QUOTED TEXT:

- - -

There is a good chance I could pick one up, but I've been monitoring my smaller wine cooler for a year being stored at room temps, and I've never seen it go below 63 degrees, and higher than 68 degrees. Every once in awhile I'll turn it on during the summer to "cool" the inside down, but not very often. So I'm hoping I can get away with it in my new cooler, but if not, then I'll be buying the item above so that way when my cooler reaches a certain temperature, it will kick on and cool it down for me. Good luck with your project and if you have any questions at all, just ask. A lot of guys here are good with the wine coolers and can answer any of your questions. It's all new to me, but I've tried to do as much homework as I can before I got started.

As for the RH in my unit, the top compartment I will try and keep around 65%. If it goes up or down 1-2% that is fine with me. As for the bottom, I am going to try and keep it around 60-62% as this area will be mostly for aging purposes and will contain full boxes.


----------



## Habano (Jul 5, 2010)

An update for tonight. After coming home last night I was still getting a little bit of the "plastic" smell inside the cooler. I decided to throw in some newspaper along with the carbon to speed up and finalize this part of the project. After 24 hours with the door shut with newspaper and carbon, the plastic smell was completely gone. I took everything out, let it sit for about two hours with the door closed, opened it up, and sure enough the smell was gone. Now I won't have to worry at all about my cigars smelling or tasting like plastic...lol.

- - -

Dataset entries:
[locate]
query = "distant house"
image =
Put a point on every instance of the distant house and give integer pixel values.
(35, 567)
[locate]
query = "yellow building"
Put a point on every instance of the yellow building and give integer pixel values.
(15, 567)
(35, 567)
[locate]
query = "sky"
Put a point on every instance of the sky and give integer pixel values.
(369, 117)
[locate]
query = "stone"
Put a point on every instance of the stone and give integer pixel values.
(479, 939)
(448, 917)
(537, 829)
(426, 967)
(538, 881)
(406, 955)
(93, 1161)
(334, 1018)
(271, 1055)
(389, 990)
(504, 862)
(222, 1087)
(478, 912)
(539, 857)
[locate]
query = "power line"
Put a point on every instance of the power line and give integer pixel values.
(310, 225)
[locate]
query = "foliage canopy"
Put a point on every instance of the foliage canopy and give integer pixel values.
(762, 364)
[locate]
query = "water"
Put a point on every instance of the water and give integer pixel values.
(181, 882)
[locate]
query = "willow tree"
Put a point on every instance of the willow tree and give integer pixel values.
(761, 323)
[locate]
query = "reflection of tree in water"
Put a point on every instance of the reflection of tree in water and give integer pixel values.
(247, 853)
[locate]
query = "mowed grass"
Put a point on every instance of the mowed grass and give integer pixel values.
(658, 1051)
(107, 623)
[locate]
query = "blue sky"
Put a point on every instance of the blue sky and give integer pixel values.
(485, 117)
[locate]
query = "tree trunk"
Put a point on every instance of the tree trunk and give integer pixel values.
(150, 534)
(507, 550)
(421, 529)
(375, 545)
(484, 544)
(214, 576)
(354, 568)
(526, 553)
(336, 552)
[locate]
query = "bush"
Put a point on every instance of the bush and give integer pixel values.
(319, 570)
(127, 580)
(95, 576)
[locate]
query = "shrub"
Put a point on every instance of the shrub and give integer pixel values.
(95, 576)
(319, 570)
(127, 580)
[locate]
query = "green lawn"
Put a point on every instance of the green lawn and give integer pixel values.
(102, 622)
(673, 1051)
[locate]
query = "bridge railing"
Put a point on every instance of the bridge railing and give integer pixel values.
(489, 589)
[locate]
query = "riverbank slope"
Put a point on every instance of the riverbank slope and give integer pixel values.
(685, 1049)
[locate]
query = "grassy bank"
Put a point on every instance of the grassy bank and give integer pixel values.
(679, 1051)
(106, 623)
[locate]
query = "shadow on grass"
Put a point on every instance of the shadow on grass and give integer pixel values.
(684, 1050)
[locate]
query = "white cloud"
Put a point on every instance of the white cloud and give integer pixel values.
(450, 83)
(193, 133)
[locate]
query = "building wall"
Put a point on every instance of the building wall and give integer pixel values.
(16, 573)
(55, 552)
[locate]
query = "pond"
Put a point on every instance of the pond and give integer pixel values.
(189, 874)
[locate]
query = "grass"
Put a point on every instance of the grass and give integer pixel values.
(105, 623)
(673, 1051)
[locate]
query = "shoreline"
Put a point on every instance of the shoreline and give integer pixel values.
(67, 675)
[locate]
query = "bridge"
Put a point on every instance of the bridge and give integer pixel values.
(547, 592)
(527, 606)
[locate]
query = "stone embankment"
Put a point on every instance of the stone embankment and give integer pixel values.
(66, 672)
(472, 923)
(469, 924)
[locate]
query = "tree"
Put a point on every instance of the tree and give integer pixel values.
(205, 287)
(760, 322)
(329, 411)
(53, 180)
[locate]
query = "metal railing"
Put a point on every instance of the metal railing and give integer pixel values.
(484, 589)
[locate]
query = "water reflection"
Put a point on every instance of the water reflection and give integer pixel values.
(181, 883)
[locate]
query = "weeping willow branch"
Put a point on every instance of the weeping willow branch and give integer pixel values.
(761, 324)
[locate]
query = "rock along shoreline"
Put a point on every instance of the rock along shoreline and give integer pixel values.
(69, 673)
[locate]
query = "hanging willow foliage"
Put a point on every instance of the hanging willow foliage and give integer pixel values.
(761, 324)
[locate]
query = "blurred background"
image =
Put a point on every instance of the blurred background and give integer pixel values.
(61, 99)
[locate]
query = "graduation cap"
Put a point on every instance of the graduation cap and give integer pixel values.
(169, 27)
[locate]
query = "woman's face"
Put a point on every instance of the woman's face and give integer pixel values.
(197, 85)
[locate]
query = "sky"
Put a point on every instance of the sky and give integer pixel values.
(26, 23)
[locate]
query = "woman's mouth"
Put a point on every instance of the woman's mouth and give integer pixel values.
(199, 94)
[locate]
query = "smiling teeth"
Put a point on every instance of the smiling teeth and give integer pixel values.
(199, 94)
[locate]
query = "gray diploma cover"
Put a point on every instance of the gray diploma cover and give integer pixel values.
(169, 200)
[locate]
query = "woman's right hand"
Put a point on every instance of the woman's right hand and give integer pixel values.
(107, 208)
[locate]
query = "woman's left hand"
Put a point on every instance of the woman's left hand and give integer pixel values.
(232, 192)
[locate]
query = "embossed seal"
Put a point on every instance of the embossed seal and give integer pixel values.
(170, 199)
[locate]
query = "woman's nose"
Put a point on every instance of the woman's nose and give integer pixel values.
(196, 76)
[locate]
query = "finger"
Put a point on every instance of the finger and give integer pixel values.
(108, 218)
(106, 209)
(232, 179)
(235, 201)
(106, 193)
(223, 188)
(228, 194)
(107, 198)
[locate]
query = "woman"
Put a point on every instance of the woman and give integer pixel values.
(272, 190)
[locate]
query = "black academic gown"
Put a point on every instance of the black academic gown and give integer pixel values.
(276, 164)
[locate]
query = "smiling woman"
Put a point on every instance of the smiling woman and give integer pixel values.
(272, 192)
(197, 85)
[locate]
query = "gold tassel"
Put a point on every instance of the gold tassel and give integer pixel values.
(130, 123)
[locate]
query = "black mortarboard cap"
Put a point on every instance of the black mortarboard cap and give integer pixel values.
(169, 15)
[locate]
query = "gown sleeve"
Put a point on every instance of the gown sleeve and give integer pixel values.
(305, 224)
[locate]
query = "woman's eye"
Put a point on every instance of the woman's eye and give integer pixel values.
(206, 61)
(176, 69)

- - -

REQUIRED ACTIONS:
A) Answer these questions using the wine cooler post:
(i) Between which two temperatures has the smaller wine cooler stayed while stored at room temperature?
(ii) Around what relative humidity will the top compartment be kept?
(iii) For how long was the door kept shut with newspaper and carbon before the plastic smell was gone?
B) Return a passage from the wine cooler post word for word. Begin at the words "An update for" and stop after "tasting like plastic...lol.".
These rows were taken from a separate source.

EXPECTED OUTPUTS:
A)
(i) Between 63 and 68 degrees.
(ii) Around 65%.
(iii) 24 hours.

B)
An update for tonight. After coming home last night I was still getting a little bit of the "plastic" smell inside the cooler. I decided to throw in some newspaper along with the carbon to speed up and finalize this part of the project. After 24 hours with the door shut with newspaper and carbon, the plastic smell was completely gone. I took everything out, let it sit for about two hours with the door closed, opened it up, and sure enough the smell was gone. Now I won't have to worry at all about my cigars smelling or tasting like plastic...lol.